Given records start
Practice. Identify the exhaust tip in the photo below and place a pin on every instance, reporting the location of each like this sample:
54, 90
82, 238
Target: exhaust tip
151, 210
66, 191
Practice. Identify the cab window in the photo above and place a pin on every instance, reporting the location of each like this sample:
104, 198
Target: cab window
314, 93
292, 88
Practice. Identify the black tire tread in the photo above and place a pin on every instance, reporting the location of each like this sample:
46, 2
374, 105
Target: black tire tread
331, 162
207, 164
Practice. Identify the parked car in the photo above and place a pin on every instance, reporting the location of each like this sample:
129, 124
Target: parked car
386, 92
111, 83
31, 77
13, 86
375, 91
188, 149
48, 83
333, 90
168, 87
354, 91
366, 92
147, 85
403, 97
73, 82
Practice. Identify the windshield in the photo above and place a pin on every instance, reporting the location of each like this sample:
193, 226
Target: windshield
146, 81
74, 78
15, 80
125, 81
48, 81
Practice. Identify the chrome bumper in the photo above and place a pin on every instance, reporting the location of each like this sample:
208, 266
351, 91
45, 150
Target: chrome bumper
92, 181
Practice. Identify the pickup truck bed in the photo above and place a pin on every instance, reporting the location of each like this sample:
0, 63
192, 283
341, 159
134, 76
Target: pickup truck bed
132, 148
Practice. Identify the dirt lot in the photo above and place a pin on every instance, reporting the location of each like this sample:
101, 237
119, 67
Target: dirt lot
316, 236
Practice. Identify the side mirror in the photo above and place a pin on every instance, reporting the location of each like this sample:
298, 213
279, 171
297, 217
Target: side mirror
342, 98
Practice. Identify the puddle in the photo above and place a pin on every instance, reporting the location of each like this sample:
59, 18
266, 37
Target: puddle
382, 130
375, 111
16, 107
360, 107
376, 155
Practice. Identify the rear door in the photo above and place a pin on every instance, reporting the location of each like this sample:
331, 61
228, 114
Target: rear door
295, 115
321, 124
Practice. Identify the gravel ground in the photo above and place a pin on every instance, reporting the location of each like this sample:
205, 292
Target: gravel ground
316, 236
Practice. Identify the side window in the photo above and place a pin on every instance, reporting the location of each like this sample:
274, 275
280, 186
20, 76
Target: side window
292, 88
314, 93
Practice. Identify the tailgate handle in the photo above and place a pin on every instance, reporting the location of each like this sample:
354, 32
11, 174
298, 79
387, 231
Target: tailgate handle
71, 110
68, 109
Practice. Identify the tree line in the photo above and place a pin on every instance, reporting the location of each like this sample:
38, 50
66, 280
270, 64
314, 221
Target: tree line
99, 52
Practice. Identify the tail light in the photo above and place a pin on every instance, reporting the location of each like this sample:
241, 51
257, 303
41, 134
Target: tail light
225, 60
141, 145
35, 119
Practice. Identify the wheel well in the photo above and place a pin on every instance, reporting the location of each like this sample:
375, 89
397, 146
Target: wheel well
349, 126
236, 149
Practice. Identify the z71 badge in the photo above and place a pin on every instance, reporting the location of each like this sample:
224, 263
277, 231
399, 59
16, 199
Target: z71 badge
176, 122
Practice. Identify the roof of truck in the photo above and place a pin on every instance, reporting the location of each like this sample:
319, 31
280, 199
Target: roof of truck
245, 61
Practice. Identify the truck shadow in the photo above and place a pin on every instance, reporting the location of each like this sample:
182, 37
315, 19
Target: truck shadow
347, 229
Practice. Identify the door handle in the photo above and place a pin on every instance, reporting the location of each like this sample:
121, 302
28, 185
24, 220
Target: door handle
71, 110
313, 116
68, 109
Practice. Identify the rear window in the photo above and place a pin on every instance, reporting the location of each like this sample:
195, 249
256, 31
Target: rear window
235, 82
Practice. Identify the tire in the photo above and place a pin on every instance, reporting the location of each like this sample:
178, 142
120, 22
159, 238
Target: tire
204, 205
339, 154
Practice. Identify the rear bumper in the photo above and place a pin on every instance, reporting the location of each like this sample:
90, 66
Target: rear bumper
Given records end
* **Exercise**: Go through the records above and retype each one exactly.

* **Worked answer**:
Practice. Identify the exhaust tip in the photo below and place a pin on every instance, reporting the location of each like this sample:
54, 90
82, 238
Target: exhaust tip
151, 210
66, 191
Practice. Identify the cab window in the photo above and place a pin on every instance, reporting the location of each like this sample:
104, 198
Target: cab window
314, 93
292, 88
Practice. Identify the black tire tread in the photo above and place a pin on every instance, reporting the location of each like this sample:
46, 2
374, 105
Target: black tire tread
331, 162
207, 164
Practice. Identify the parked car in the photo above and place a pin on every instance, reporting the location of each like this sample:
129, 124
Target: parked car
386, 92
111, 83
31, 77
13, 86
375, 91
188, 149
48, 83
333, 90
168, 87
354, 91
366, 92
147, 85
403, 97
73, 82
Practice. Identify the windshield in the photo above and place a pin on every instance, reporting the location of each like this sample:
193, 226
Target: windshield
146, 81
74, 78
15, 80
125, 81
48, 81
Practice. Identify the chrome bumper in the photo above and place a pin on every instance, reporting the location of each like this sample:
208, 266
351, 91
45, 150
Target: chrome bumper
92, 181
Practice. Identify the pickup truck bed in the photo above and place a pin on every instance, reporting the location of each like this sample:
0, 63
192, 283
341, 159
134, 76
Target: pickup truck bed
132, 148
Practice. Identify the dirt lot in the photo above and place a pin on every instance, reporting the location of each like this sample:
101, 237
119, 67
Target: dirt lot
316, 236
Practice. Identify the side mirror in the photo above and place a pin on every instance, reporting the location of each like this sample:
298, 213
279, 171
297, 217
Target: side mirror
342, 98
Practice. Identify the puddle in the photo above and place a pin on every instance, reporting the location of each like this sample:
59, 18
266, 37
Target: puddle
382, 130
375, 111
16, 107
360, 107
376, 155
Practice. Identify the rear door in the photo above and place a pin on every instance, reporting the location of each like this sample:
331, 61
228, 114
Target: rear door
295, 115
321, 124
Practice. Identify the gravel ground in the photo above and place a pin on every instance, reporting the location of each like this sample:
205, 292
Target: gravel ground
316, 236
Practice. Identify the side window in the photo above and place a pin on every instance, reporting the location of each like this sample:
274, 275
280, 186
20, 76
Target: side window
292, 88
314, 93
Practice. Identify the tailgate handle in the photo above and place a pin on every instance, reporting the location of each like this sample:
354, 32
11, 174
298, 79
387, 231
Target: tailgate handle
71, 110
68, 109
Practice. Identify the tree line in the photo above and place a pin on every instance, reporting the location of each like this sample:
38, 50
66, 280
270, 64
314, 221
Target: tree line
99, 52
Practice. Identify the tail light in the photo above and place a pin on every instance, reporting the location of each like this sample:
241, 51
257, 303
41, 134
Target: tail light
225, 60
141, 145
35, 119
Practice. Identify the wheel well in the photo above and place a pin on every instance, reporting the location of each like this sample:
375, 89
397, 146
Target: wheel well
349, 126
236, 149
Practice. Identify the z71 badge in the photo above and place a pin on every instance, reporting the location of each like this sample:
224, 263
277, 231
399, 59
16, 199
Target: z71 badge
176, 122
Practice. Identify the roof of truck in the photo above and place a pin on every instance, reporting the location of each like this sample:
319, 31
280, 199
Target: roof of truck
245, 61
Practice. Identify the truck shadow in the photo above and place a pin on every instance, reporting the location of each like this sample:
182, 37
315, 19
Target: truck shadow
347, 229
Practice. Identify the door handle in the photo above and place a pin on every instance, reporting the location of each like this sample:
121, 302
28, 185
24, 220
Target: door handle
71, 110
313, 116
68, 109
Practice. Identify the rear window in the photo above and place a pin on every instance, reporting the location of each like this sample:
195, 249
256, 31
Target: rear window
235, 82
Practice. Identify the tire in the photo above and place a pin on every instance, reporting the location of each like this sample:
178, 142
120, 22
159, 238
Target: tire
204, 205
339, 154
Practice. Identify the rear bumper in the photo above and place a pin on every instance, reporting the location of each like this sample:
90, 66
Target: rear bumper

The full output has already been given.